■ SELECTION
Begin
Once you realize, okay, I can't take this thing off of me, it's just there and it's always recording, what would you do? How would you learn to use it well? I think you would start to figure out how to control the focus, how to control the zoom. Do I want to be zoomed in or zoomed out? What are the aperture settings? All the things with these nice cameras. I'm picturing a DSLR, one of the nicer cameras (though I guess your phone camera has a lot of these settings now too).
The thing is, we all already have this somewhat, this camera that's fixed to us. We could call it consciousness. We're always aware of something, so we're always capturing something. And the question isn't whether you're aware or not, because there is something in the sphere of your awareness. But maybe the better question is: are we skillfully aware? What are we aware of, and how skillful are we with that awareness?
We tend to jump from thing to thing, zooming in on our worries, getting stuck sometimes on that zoomed-out, wide-angle shot of our anxiety, or maybe we're constantly adjusting focus, trying to hone in on whatever's grabbing our attention. We're taking thousands of mental photos every day, but are we really choosing what we want to capture?
End
(Dataset entries)
Begin
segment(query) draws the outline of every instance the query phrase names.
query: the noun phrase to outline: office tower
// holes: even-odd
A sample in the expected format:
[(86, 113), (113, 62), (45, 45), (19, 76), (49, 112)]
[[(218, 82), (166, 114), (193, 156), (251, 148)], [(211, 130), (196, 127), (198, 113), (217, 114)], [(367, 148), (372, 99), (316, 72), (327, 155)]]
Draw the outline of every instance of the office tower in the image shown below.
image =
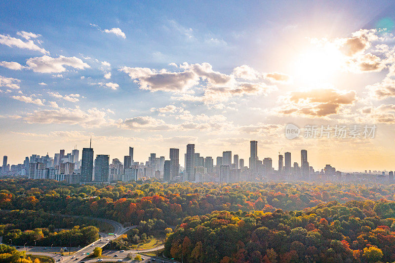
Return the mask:
[(7, 167), (7, 160), (8, 159), (8, 157), (7, 155), (4, 155), (3, 156), (3, 167)]
[(170, 181), (175, 180), (175, 178), (178, 176), (179, 154), (180, 149), (170, 149)]
[(65, 150), (60, 150), (60, 152), (59, 153), (59, 160), (60, 160), (60, 162), (62, 162), (62, 159), (64, 158), (65, 157)]
[(283, 161), (283, 156), (281, 154), (278, 154), (278, 173), (282, 173), (282, 167), (284, 166), (284, 162)]
[(86, 183), (93, 180), (93, 149), (82, 149), (82, 157), (81, 161), (81, 182)]
[(194, 165), (195, 165), (195, 167), (198, 167), (200, 166), (200, 161), (199, 160), (200, 157), (200, 154), (198, 152), (195, 152), (194, 154)]
[(187, 145), (187, 154), (185, 161), (185, 170), (187, 171), (187, 176), (189, 181), (195, 181), (195, 164), (194, 163), (195, 157), (195, 145)]
[(251, 141), (250, 142), (249, 168), (252, 172), (256, 172), (258, 171), (257, 166), (257, 160), (258, 142), (257, 141)]
[(232, 151), (222, 152), (222, 165), (228, 165), (229, 168), (232, 165)]
[(157, 154), (151, 153), (150, 154), (150, 164), (152, 167), (156, 168), (157, 164)]
[(291, 153), (289, 151), (285, 152), (284, 155), (285, 155), (285, 174), (289, 175), (291, 174)]
[(123, 156), (123, 173), (125, 173), (125, 169), (130, 168), (132, 165), (132, 157), (129, 155)]
[(75, 165), (72, 162), (66, 162), (59, 165), (60, 174), (73, 174), (74, 172)]
[(164, 161), (163, 165), (163, 179), (165, 182), (170, 182), (171, 170), (171, 161), (168, 160)]
[(238, 167), (240, 167), (240, 169), (241, 169), (244, 167), (244, 159), (240, 159), (238, 160), (239, 165)]
[(108, 182), (110, 175), (110, 155), (97, 154), (95, 159), (95, 180)]
[(303, 163), (307, 161), (307, 150), (300, 151), (300, 164), (303, 167)]
[(73, 162), (78, 164), (78, 161), (79, 160), (79, 150), (77, 149), (74, 149), (71, 151), (71, 154), (73, 157)]
[(302, 174), (303, 175), (308, 175), (310, 172), (310, 166), (307, 161), (307, 150), (303, 150), (300, 151), (301, 164), (302, 168)]
[(133, 163), (134, 162), (134, 161), (133, 160), (133, 147), (129, 147), (129, 156), (130, 156), (130, 158), (131, 158), (132, 161), (131, 163), (132, 164), (133, 164)]
[(268, 174), (272, 173), (273, 170), (273, 163), (272, 158), (270, 157), (264, 158), (262, 164), (265, 166), (266, 169), (265, 173)]
[(207, 173), (213, 172), (214, 166), (214, 160), (211, 156), (207, 156), (204, 158), (204, 168), (207, 170)]
[(233, 163), (235, 164), (235, 169), (238, 169), (238, 154), (233, 155)]
[(229, 183), (231, 170), (229, 165), (221, 165), (219, 174), (219, 181), (221, 183)]
[(221, 167), (222, 165), (222, 157), (219, 156), (217, 157), (216, 162), (215, 163), (215, 166), (218, 168)]

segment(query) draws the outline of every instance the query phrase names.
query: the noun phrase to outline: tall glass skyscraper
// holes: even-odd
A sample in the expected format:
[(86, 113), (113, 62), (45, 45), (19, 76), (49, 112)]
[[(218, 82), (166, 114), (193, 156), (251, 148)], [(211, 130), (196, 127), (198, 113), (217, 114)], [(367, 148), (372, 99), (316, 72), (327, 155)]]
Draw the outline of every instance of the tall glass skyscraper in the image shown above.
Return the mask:
[(83, 148), (81, 161), (81, 182), (86, 183), (93, 180), (93, 149)]

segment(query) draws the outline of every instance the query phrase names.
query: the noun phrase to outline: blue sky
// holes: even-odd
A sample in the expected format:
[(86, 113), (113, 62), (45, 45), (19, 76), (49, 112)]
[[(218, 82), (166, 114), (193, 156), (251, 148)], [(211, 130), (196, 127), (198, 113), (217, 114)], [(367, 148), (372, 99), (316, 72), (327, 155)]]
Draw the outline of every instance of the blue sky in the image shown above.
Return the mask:
[[(0, 154), (21, 162), (80, 149), (91, 134), (95, 153), (111, 158), (129, 146), (141, 161), (178, 147), (182, 163), (188, 143), (204, 155), (232, 150), (247, 159), (248, 142), (256, 139), (261, 159), (276, 160), (283, 148), (296, 161), (307, 148), (317, 168), (391, 169), (394, 7), (390, 1), (2, 2)], [(350, 39), (363, 47), (345, 51), (356, 47)], [(374, 140), (357, 143), (289, 141), (288, 122), (379, 127)], [(361, 156), (371, 159), (368, 167)]]

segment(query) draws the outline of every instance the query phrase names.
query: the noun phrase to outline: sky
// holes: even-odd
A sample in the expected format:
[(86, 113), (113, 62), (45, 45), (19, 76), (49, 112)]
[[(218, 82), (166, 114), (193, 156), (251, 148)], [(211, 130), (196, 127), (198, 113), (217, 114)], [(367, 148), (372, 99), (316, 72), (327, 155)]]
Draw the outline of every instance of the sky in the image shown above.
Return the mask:
[[(300, 163), (306, 149), (316, 169), (394, 170), (394, 11), (391, 1), (2, 1), (0, 155), (81, 150), (92, 136), (110, 159), (129, 146), (142, 162), (176, 148), (183, 165), (194, 143), (248, 163), (255, 140), (275, 167), (279, 152)], [(299, 136), (287, 139), (288, 123)]]

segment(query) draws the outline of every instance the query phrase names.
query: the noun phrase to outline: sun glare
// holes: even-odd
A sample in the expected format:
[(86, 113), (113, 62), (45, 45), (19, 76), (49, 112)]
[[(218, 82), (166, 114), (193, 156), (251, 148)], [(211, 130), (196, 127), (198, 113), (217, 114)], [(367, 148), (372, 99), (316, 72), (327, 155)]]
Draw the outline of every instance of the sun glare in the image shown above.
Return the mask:
[(306, 84), (328, 82), (342, 67), (342, 57), (331, 47), (315, 47), (301, 52), (294, 62), (294, 76)]

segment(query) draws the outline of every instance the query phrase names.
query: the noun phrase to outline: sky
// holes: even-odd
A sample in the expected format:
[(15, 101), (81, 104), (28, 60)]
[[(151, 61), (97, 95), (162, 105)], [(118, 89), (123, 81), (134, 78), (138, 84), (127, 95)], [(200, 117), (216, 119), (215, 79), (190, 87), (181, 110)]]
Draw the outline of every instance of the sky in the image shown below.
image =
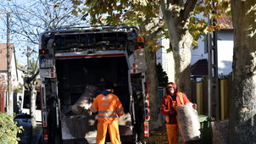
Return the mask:
[[(25, 3), (26, 1), (25, 0), (18, 0), (17, 2), (20, 2), (20, 3)], [(7, 4), (8, 3), (9, 3), (7, 0), (0, 0), (1, 3), (5, 3)], [(6, 11), (4, 11), (5, 8), (1, 8), (2, 6), (0, 6), (0, 42), (1, 43), (7, 43), (7, 25), (6, 25)], [(14, 19), (12, 18), (12, 14), (10, 14), (10, 20), (11, 23), (14, 23)], [(19, 64), (21, 65), (26, 65), (27, 62), (26, 62), (26, 57), (24, 53), (22, 53), (24, 52), (23, 49), (23, 45), (21, 44), (21, 42), (14, 41), (18, 36), (16, 36), (15, 34), (14, 34), (11, 31), (10, 34), (10, 43), (14, 43), (14, 48), (15, 48), (15, 54), (16, 54), (16, 58), (17, 61)]]

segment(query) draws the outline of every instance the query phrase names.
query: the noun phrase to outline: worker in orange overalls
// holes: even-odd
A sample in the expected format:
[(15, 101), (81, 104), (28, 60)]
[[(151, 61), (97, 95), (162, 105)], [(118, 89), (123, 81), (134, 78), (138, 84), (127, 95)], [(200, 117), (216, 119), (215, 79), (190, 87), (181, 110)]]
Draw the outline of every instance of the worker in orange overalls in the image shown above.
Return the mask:
[[(165, 86), (166, 95), (162, 98), (161, 113), (165, 115), (166, 129), (169, 144), (177, 144), (177, 119), (175, 106), (181, 106), (190, 102), (186, 94), (177, 91), (177, 86), (170, 82)], [(193, 104), (197, 108), (197, 104)]]
[(109, 130), (111, 143), (120, 144), (118, 119), (124, 114), (124, 108), (118, 97), (113, 92), (114, 84), (107, 81), (105, 90), (96, 97), (90, 108), (92, 113), (98, 113), (97, 144), (105, 143), (107, 130)]

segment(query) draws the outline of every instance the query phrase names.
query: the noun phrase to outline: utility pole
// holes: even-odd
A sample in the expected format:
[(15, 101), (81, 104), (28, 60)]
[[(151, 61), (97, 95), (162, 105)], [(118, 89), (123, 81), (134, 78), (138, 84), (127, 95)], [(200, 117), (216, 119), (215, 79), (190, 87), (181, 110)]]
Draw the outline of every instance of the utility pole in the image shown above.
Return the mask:
[(7, 22), (7, 39), (6, 39), (6, 45), (7, 45), (7, 97), (8, 97), (8, 106), (7, 106), (7, 113), (13, 114), (14, 113), (14, 97), (13, 97), (13, 91), (12, 91), (12, 70), (11, 70), (11, 57), (10, 53), (12, 53), (12, 47), (10, 47), (10, 13), (6, 13), (6, 22)]
[[(214, 6), (214, 3), (213, 3)], [(215, 11), (213, 12), (216, 14)], [(216, 19), (209, 19), (209, 25), (215, 25)], [(219, 120), (220, 119), (219, 78), (218, 78), (218, 47), (217, 33), (208, 34), (208, 114)]]
[(8, 95), (8, 106), (7, 106), (7, 113), (13, 114), (14, 114), (14, 97), (13, 97), (13, 91), (12, 91), (12, 68), (11, 68), (11, 57), (10, 53), (12, 53), (12, 47), (10, 47), (10, 13), (6, 13), (6, 22), (7, 22), (7, 39), (6, 39), (6, 45), (7, 45), (7, 95)]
End
■ AIM
Proceed with the passage about awareness as an always-on camera, starting right after its final sentence.

■ SOLVED EXERCISE
That's where skillful mindfulness comes in. It's kind of like learning to turn off the auto mode on the camera and really manipulate the settings in a way that you can capture things the way you want to.
Mindfulness as Your Driving Awareness System
Another way to think of this: if you think of the overall path as a journey of driving, you could think of mindfulness as the complete awareness system when you're driving. The windshield, the mirrors, your peripheral vision, it's just the whole ability of being able to be aware when you drive.
I like to ask myself with mindfulness: if I'm not mindful, how will I know if my view is skillful or not? If you tie this back into the other aspects of the path, without mindfulness, how do I know what my intention is, whether it's skillful or not, my intention when I'm speaking or acting? Or without mindfulness, how can I have skillful effort like we talked about last week? How do I know if it's time to weed the garden or if it's more appropriate to water it right now or to plant new seeds?
Mindfulness is the faculty that allows us to be aware of what's happening while it's happening, without immediate judgment. It's a gentle, non-judgmental state of awareness of the present moment.
The Train Station
Now, another visual analogy that I think is helpful here. Imagine that your mind is a busy train station. You've got trains coming and going. These are like our thoughts and our feelings, the sensations that are constantly arriving and departing, like trains at a busy train station.
To live unmindfully, it's like whatever train pulls in, you're just jumping on and going for a ride without thinking about whether or not that's the train you actually want to be on. Here comes the train of anger. I just hop on, and it might be miles before I realize, "Oops, I don't think I want to be going in this direction on this train." You get carried away by every passing mental event.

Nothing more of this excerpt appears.